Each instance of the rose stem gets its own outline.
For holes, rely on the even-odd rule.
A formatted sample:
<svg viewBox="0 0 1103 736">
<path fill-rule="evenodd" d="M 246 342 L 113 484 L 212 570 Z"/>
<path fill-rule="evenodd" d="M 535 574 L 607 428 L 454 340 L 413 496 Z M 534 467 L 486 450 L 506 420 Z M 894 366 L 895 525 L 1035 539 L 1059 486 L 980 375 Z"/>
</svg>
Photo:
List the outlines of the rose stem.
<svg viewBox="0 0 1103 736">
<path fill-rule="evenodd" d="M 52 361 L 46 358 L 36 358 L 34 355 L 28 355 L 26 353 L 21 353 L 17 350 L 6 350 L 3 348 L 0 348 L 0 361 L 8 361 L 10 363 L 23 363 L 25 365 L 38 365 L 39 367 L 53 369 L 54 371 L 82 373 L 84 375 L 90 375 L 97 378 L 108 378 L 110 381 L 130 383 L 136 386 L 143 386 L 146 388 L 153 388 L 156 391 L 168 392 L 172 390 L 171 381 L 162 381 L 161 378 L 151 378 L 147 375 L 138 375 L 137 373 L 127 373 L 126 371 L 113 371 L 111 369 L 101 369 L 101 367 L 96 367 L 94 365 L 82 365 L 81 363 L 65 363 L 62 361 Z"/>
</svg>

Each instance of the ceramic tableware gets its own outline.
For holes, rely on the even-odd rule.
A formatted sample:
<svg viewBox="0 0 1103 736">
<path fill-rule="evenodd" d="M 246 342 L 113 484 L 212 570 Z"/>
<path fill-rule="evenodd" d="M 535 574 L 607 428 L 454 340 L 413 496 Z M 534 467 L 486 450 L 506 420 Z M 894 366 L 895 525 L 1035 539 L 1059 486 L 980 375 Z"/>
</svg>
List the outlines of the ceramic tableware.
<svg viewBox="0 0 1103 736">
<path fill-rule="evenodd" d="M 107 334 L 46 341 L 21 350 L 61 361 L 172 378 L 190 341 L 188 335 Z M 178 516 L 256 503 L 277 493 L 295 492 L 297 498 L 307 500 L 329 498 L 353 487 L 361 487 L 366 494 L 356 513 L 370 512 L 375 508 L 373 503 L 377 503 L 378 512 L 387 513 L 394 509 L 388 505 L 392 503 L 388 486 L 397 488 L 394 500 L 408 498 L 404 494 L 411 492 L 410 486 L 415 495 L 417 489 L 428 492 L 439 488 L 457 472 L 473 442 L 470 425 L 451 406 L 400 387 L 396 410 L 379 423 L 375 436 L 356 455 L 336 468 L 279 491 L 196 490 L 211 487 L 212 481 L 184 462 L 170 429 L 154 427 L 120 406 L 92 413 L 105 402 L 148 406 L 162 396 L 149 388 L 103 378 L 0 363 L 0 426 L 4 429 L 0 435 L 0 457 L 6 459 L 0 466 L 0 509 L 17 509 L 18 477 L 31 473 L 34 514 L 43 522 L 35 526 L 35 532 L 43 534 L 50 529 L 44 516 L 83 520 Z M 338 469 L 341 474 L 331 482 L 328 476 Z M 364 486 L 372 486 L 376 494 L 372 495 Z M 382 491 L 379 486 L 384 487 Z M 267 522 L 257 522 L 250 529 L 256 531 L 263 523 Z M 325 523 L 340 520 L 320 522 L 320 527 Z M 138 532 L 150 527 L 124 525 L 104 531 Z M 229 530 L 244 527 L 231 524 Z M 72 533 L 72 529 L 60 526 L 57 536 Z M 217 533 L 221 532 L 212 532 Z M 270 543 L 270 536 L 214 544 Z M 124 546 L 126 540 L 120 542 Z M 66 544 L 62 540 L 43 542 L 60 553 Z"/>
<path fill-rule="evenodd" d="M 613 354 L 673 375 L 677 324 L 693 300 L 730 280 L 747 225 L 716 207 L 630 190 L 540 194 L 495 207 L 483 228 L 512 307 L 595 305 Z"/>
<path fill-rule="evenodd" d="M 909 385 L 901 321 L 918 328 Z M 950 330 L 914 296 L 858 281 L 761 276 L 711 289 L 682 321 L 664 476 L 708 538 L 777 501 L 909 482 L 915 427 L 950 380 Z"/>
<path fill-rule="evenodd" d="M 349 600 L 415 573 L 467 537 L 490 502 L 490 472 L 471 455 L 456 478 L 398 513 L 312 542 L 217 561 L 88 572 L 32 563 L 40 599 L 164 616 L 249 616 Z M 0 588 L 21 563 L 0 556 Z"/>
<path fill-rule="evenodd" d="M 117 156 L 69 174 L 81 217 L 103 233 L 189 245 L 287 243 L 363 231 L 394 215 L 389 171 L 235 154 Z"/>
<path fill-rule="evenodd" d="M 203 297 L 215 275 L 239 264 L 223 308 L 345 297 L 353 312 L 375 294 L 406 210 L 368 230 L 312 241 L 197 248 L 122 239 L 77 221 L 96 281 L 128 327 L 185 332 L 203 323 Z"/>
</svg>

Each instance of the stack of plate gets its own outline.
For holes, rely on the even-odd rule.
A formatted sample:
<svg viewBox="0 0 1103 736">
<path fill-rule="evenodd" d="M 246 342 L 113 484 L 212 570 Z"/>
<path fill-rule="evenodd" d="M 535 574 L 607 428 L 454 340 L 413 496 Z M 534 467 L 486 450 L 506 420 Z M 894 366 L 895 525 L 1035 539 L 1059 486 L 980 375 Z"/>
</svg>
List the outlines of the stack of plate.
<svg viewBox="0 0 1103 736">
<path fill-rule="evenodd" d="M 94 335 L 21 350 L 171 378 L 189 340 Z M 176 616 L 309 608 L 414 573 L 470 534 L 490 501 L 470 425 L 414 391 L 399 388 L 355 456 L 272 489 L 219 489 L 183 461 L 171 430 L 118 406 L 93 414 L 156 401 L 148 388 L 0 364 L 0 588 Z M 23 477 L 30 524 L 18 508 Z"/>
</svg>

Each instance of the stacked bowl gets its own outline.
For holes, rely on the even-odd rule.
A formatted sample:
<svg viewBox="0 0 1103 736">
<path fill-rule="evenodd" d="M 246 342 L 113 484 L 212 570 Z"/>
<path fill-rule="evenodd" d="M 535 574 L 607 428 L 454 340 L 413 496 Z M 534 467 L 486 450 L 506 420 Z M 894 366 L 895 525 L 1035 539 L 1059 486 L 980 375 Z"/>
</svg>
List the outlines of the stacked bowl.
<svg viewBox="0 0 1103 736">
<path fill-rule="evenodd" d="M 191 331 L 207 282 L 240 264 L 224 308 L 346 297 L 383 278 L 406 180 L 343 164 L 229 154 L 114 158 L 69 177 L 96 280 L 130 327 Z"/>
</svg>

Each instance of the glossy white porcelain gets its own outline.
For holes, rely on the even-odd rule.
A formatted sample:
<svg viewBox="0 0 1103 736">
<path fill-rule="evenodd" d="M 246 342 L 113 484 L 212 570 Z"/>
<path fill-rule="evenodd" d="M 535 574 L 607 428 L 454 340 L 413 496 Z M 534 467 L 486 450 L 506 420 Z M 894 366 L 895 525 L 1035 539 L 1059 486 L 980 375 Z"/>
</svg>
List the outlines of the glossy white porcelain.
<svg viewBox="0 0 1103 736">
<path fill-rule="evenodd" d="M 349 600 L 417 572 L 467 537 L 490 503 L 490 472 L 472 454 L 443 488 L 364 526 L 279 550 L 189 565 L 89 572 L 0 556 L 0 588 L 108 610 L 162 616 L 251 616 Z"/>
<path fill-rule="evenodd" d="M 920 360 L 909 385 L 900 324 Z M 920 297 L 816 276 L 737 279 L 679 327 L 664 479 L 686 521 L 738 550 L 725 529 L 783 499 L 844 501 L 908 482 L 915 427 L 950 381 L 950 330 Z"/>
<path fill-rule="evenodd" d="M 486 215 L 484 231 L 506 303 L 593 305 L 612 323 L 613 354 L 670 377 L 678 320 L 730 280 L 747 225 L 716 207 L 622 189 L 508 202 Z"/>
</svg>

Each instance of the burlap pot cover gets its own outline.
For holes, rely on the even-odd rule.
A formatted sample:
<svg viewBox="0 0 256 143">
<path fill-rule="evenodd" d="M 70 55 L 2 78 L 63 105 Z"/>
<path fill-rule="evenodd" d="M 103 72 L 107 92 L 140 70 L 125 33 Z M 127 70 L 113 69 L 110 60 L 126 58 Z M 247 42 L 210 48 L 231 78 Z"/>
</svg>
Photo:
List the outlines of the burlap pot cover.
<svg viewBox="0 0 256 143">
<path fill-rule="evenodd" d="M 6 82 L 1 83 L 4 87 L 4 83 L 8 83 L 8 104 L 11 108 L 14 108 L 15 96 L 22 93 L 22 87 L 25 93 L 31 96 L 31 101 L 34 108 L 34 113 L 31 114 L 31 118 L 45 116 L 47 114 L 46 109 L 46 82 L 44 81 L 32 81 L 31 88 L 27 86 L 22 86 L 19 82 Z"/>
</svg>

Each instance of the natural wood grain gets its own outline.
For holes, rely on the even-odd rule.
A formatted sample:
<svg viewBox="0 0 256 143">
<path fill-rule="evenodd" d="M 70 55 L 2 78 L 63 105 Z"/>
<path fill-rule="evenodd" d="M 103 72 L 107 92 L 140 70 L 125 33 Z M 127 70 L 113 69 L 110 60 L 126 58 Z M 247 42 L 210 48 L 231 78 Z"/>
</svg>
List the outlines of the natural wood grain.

* Your goal:
Locate the line that contains "Each instance of the burlap", then please quote it and every line after it to the end of the entries above, exactly and with nothing else.

* Solution to the problem:
Each instance of the burlap pot cover gets its own outline.
For holes, rely on the even-odd rule.
A formatted sample:
<svg viewBox="0 0 256 143">
<path fill-rule="evenodd" d="M 70 55 L 2 78 L 63 105 Z"/>
<path fill-rule="evenodd" d="M 103 72 L 107 92 L 140 70 L 125 33 Z M 127 70 L 113 69 L 110 60 L 126 58 Z M 247 42 L 210 48 L 231 78 Z"/>
</svg>
Photo:
List the outlines of the burlap pot cover.
<svg viewBox="0 0 256 143">
<path fill-rule="evenodd" d="M 6 82 L 1 83 L 4 87 L 4 83 L 8 83 L 8 104 L 11 108 L 14 108 L 15 96 L 22 93 L 22 87 L 25 93 L 31 96 L 31 101 L 34 108 L 34 113 L 31 114 L 31 118 L 45 116 L 47 114 L 46 109 L 46 82 L 44 81 L 32 81 L 31 88 L 27 86 L 22 86 L 19 82 Z"/>
</svg>

Each instance of the natural wood grain gets its own outline.
For holes, rely on the even-odd rule.
A formatted sample:
<svg viewBox="0 0 256 143">
<path fill-rule="evenodd" d="M 70 55 L 2 78 L 63 105 Z"/>
<path fill-rule="evenodd" d="M 103 72 L 107 92 L 140 70 L 125 33 Z M 127 70 L 113 69 L 110 60 L 126 58 Z M 247 42 L 210 48 L 231 78 Z"/>
</svg>
List the outlines of the natural wood grain.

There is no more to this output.